** start Supplied entries **

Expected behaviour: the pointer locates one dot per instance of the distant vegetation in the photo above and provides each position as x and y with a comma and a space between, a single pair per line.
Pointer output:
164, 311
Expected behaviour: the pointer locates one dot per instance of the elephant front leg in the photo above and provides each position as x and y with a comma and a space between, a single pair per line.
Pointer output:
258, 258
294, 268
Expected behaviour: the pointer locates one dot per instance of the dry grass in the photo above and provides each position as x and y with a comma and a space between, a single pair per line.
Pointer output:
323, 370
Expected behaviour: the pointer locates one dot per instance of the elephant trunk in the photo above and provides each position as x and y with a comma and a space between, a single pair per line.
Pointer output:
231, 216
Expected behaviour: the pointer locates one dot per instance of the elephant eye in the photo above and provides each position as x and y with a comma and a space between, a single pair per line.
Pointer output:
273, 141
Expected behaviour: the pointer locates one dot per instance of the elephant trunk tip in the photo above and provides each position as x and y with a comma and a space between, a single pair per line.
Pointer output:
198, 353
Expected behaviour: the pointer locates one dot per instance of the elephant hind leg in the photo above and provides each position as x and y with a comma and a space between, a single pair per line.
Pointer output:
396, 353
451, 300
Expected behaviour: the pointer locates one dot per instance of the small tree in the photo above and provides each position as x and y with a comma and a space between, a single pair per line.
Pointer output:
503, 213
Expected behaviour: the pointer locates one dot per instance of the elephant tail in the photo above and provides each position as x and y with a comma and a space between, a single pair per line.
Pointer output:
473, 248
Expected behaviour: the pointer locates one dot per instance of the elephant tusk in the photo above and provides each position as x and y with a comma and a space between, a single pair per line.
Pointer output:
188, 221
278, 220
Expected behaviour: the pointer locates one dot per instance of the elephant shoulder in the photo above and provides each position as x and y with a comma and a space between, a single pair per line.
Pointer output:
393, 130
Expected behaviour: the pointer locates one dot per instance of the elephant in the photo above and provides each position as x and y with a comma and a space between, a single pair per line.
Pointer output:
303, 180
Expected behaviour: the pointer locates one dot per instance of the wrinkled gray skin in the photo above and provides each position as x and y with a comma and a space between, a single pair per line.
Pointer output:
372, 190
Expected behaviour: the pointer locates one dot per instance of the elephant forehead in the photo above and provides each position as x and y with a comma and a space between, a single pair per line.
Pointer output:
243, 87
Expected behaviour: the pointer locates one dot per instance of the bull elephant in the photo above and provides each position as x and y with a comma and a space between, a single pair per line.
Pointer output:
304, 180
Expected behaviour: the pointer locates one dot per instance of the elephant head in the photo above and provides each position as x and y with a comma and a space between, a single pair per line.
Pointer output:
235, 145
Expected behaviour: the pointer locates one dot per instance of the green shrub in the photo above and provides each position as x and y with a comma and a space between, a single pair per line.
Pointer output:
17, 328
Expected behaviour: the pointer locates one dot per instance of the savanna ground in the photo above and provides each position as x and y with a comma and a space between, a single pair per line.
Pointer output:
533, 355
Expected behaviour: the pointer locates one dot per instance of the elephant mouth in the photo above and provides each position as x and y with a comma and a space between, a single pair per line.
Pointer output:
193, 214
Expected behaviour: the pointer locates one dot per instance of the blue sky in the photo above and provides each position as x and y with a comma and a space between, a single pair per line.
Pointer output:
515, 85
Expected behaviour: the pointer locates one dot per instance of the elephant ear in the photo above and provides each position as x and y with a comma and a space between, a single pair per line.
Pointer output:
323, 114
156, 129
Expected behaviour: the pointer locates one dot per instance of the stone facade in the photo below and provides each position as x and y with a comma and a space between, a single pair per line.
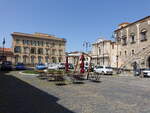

** end Supplied entries **

### What is expected
How many lines in the items above contain the word "trunk", with case counting? Give only the number.

### Task output
2